Dataset excerpts

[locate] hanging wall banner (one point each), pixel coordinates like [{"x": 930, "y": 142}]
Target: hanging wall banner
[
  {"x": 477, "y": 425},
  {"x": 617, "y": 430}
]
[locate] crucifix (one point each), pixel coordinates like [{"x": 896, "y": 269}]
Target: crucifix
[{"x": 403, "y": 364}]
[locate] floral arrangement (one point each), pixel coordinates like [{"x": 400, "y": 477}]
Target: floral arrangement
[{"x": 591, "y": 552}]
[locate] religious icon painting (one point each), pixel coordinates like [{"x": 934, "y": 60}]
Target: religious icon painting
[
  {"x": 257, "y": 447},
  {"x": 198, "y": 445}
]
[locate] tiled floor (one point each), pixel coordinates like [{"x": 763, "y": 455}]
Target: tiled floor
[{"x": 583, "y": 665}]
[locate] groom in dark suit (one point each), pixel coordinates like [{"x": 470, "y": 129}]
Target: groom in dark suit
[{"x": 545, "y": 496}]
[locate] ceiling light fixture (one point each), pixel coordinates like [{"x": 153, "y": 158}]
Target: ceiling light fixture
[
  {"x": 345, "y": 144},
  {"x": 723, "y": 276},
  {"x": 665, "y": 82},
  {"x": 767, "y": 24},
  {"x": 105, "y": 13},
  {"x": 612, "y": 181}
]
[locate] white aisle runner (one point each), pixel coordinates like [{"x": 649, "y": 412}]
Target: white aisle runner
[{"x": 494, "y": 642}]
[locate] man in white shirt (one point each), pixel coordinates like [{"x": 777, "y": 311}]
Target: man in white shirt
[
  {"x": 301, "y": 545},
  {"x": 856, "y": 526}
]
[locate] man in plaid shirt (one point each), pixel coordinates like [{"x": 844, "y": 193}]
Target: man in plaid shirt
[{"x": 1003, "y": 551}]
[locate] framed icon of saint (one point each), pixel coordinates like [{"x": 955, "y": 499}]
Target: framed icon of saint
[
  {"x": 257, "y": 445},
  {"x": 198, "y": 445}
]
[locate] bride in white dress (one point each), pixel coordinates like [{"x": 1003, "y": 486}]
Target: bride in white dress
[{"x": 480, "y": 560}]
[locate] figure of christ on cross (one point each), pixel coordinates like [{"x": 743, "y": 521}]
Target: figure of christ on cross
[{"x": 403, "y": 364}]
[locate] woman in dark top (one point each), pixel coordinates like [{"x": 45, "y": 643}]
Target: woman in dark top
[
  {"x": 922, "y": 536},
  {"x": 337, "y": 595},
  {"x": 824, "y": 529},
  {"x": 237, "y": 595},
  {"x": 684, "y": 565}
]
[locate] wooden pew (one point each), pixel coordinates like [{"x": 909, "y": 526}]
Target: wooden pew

Goal
Quote every line from the line containing "[locate] man in plaid" through the closing line of the listing, including both.

Response to this task
[locate] man in plaid shirt (one point each), pixel coordinates like [{"x": 844, "y": 193}]
Target: man in plaid shirt
[{"x": 1003, "y": 551}]
[locate] framed icon of saint (one point each), pixel coordinates like [{"x": 955, "y": 499}]
Target: framed icon of saint
[
  {"x": 257, "y": 445},
  {"x": 198, "y": 445}
]
[locate] bride in white dress (one point each), pixel coordinates like [{"x": 1003, "y": 486}]
Target: bride in white dress
[{"x": 480, "y": 560}]
[locate] figure of christ on cross (one point each), pixel coordinates like [{"x": 743, "y": 521}]
Target: figure of christ on cross
[{"x": 403, "y": 364}]
[locate] woman in dark top (one point each), pixel coordinates like [{"x": 45, "y": 643}]
Target: woman in dark top
[
  {"x": 922, "y": 536},
  {"x": 337, "y": 595},
  {"x": 824, "y": 529},
  {"x": 237, "y": 595},
  {"x": 684, "y": 565}
]
[locate] wooden pew (one point each), pixel coordinates like [{"x": 909, "y": 526}]
Target: wooden pew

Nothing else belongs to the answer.